TO DO: So long as no pictures are carried over, output the records below exactly.

Data excerpts:
##############################
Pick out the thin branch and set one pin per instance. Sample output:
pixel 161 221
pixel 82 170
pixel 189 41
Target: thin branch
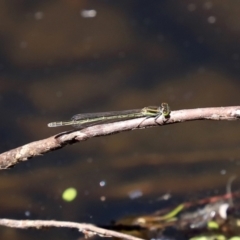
pixel 87 229
pixel 25 152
##############################
EXERCISE RESULT:
Pick out the thin branch and set one pin per instance. Sample output:
pixel 161 221
pixel 82 170
pixel 189 41
Target: thin branch
pixel 87 229
pixel 25 152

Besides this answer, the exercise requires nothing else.